### Natural language region descriptions
Segment Open

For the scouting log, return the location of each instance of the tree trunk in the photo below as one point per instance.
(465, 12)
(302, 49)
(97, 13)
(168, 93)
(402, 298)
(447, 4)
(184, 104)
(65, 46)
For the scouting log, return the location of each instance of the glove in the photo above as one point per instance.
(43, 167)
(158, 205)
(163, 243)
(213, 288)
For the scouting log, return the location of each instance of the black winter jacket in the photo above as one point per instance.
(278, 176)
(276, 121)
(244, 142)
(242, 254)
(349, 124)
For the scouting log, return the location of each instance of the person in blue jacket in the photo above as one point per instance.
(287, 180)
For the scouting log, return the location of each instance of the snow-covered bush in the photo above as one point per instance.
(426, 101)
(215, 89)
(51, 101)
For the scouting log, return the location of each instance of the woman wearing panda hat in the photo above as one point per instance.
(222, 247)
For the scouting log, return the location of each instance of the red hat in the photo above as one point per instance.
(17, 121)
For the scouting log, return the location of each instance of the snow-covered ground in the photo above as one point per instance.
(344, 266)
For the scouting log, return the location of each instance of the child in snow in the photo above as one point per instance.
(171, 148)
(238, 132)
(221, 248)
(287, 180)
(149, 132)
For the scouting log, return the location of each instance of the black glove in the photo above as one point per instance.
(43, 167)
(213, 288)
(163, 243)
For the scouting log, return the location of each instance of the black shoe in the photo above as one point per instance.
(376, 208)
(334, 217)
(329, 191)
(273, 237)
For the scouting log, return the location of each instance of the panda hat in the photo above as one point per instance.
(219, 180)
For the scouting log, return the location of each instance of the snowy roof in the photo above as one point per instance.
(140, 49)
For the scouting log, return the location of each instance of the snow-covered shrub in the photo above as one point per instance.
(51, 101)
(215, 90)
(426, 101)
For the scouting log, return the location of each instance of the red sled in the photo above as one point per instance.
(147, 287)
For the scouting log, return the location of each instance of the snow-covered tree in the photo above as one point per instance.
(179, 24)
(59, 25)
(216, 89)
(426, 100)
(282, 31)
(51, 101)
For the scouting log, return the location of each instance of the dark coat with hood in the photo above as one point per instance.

Segment Closed

### DIRECTIONS
Could you reproduce all of the entries above exactly?

### EXERCISE RESPONSE
For the scouting log, return the location of each instance of the tree trunk in the photo below as one point per instance.
(465, 12)
(302, 49)
(97, 13)
(168, 93)
(402, 298)
(447, 4)
(184, 104)
(65, 46)
For the scouting log, return the location of each instance of the glove in the photo above as one point per instance.
(43, 167)
(158, 205)
(163, 243)
(213, 288)
For the scouting log, return the location of each instance of the black winter jacket in the photo above as one point per instance.
(278, 176)
(276, 121)
(244, 142)
(242, 254)
(349, 124)
For the scouting log, return the location of each instance of the person in blue jacket in the photo above as one point per instance.
(287, 180)
For the scouting log, return the location of each instance of the snow-covered bush in the photo above as one point per instance.
(426, 101)
(215, 89)
(51, 101)
For the scouting log, return the location of each instance of the woman wearing panda hat in the photo above as one point per instance.
(222, 247)
For the scouting log, return the location of each instance of the red hat in the photo above as one point per instance.
(17, 121)
For the scouting log, return the location of each instance of the snow-covered ground in the photo above as one point per instance.
(344, 266)
For the scouting log, return the location of each instance of the child in snow in the photo above as one point per instance.
(171, 148)
(238, 132)
(221, 248)
(287, 180)
(149, 132)
For the scouting log, return the location of each instance of the black glove in the photo above as one point per instance.
(43, 167)
(213, 288)
(163, 243)
For the scouting log, return the location of each instance of the black shoe in the photo above as one point per instance.
(376, 208)
(334, 217)
(329, 191)
(273, 237)
For the scouting log, return the location of each instance of the panda hat in the photo above as one point per instance.
(219, 180)
For the scouting log, return the location of each instance of the snowy roof in the photo above as one point per instance.
(140, 49)
For the scouting log, return the location of each instance of the snow-covered shrub in the photo above as one point per instance.
(51, 101)
(215, 90)
(426, 101)
For the scouting log, return the location of each instance of the red sled in the photo above as one point per instance.
(147, 287)
For the scouting log, return the location of each instance of the snow-covered tree in the photo above as one point per instance.
(179, 24)
(59, 25)
(216, 89)
(426, 100)
(282, 31)
(51, 101)
For the scouting log, return the location of each instance of the dark coat with hood in the photo above as one point per instance.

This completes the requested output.